Ausgewählter Text:
· · · · · · ·

# Laptop Startet nicht ins BIOS und das Ohne Festplatte 😞



## domdom2020 (29. Mai 2018)

Hallo erstmal zusammen, wie oben schon gesagt startet mein PC nicht ins BIOS und das auch nicht ohne Festplatte. Das kuriose daran ist das nichts gestartet wird außer der Grub Bootloader und danach Lubuntu. Ich habe auch Security Boot drinnen. Wenn ich den Laptop ohne Festplatte starte und dann die Taste F2 drücke für das BIOS kommt nur ein schwarzer Screen. Und sonst ist alles normal. Die CD's werden erkannt aber sie starten nicht (Standard Einstellung vor der Installation von Lubuntu war das CD Laufwerk als erstes dann erst die HDD) und Grub schiebt sich vor. Und ich kann ganz normal in Lubuntu booten. Also wenn ich ihn einfach an mache sieht es so aus als gäbe es keine Probleme.

· · · · · · ·

Durchzuführende Aufgaben:
a: Übertragen Sie die Zeilen der Datensätze in eine Markdown-Tabelle mit den Spalten „Nr“ und „Zeile“, beginnend bei der Zeile mit „Category: man's nose“ und endend mit der letzten Zeile der Datensätze, beide Enden eingeschlossen. Leerzeilen lassen Sie aus.
b: Führen Sie den Forumsbeitrag über den Laptop, der nicht ins BIOS startet, nach seinem letzten Satz weiter.

Übungsmaterial:
· · · · · · ·

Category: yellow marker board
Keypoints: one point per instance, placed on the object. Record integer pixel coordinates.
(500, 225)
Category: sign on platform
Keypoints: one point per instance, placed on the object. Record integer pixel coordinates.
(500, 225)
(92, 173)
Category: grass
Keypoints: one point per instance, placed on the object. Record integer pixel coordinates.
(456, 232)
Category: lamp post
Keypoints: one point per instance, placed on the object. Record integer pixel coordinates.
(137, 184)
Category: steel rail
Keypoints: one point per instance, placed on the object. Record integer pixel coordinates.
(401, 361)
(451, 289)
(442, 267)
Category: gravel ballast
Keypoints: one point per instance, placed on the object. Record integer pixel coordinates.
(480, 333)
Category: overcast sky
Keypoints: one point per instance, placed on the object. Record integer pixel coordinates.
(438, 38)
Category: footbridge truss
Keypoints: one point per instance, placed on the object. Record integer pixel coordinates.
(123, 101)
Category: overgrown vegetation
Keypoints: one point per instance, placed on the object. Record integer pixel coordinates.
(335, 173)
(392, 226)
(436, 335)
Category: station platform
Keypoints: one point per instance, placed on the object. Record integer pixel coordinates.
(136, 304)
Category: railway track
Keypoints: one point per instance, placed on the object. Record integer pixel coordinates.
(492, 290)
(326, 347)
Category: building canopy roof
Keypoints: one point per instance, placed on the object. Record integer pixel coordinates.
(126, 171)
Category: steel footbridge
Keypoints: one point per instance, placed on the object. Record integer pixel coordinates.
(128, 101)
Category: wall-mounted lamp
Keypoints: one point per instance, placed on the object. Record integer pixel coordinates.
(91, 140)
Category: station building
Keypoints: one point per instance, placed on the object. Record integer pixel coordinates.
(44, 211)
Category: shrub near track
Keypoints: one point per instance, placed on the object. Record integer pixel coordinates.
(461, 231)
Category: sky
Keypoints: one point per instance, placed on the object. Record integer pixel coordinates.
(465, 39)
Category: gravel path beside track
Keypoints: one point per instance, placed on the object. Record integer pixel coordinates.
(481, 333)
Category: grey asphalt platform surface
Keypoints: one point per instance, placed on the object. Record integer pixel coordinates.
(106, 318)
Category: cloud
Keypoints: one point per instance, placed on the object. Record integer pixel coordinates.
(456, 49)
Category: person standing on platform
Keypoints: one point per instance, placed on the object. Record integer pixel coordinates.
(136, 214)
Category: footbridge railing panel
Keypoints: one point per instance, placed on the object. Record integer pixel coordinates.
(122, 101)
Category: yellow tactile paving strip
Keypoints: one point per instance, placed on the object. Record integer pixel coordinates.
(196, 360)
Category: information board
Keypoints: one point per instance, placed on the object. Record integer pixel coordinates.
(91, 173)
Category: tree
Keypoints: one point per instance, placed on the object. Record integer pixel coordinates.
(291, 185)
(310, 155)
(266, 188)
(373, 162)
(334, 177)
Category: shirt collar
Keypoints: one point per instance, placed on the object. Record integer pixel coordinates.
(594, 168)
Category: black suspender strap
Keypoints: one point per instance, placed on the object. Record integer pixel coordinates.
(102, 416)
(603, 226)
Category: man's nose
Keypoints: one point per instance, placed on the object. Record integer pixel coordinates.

· · · · · · ·

Ergebnisse je Aufgabe:
a:
| Nr | Zeile |
|---|---|
| 1 | Category: man's nose |
| 2 | Keypoints: one point per instance, placed on the object. Record integer pixel coordinates. |

b:
Dies ist erst seit dem ich Lubuntu installiert habe.

Mein Laptop ist ein Samsung NP300E5C mit 500GB SSD und 4 GB RAM und einem intel Core i3.


----------



## Arkintosz (30. Mai 2018)

Firmware-Schaden - UEFI-Funktionen schuld an Notebook-Defekten

Offensichtlich haben einige Notebook-Modelle von Samsung einen Bug im UEFI. Man muss dazu sagen, dass das UEFI sehr viele Funktionen gegenüber dem Bios hat und deshalb auch oft in der Kritik steht, dass es sich gut eignet, um unbemerkt Spionage zu betreiben(weil es ja unter dem Betriebssystem läuft, wo man über das Betriebssystem keine Kontrolle hat - also, was es aus dem Hauptspeicher eventuell ausliest und über die Netzwerkkarte unbemerkt verschickt). Deshalb gibt es auch Widerstand in Form von Projekten wie Coreboot, Libreboot, U-Boot usw. Allerdings möchten aus irgendeinem völlig abstrakten und unerklärlichen Grund die meisten Hardware-Produzenten keine Möglichkeit bieten, einen Rechner komplett transparent zu betreiben und sorgen deshalb dafür, dass das quelloffene, schlanke Zeug nicht läuft.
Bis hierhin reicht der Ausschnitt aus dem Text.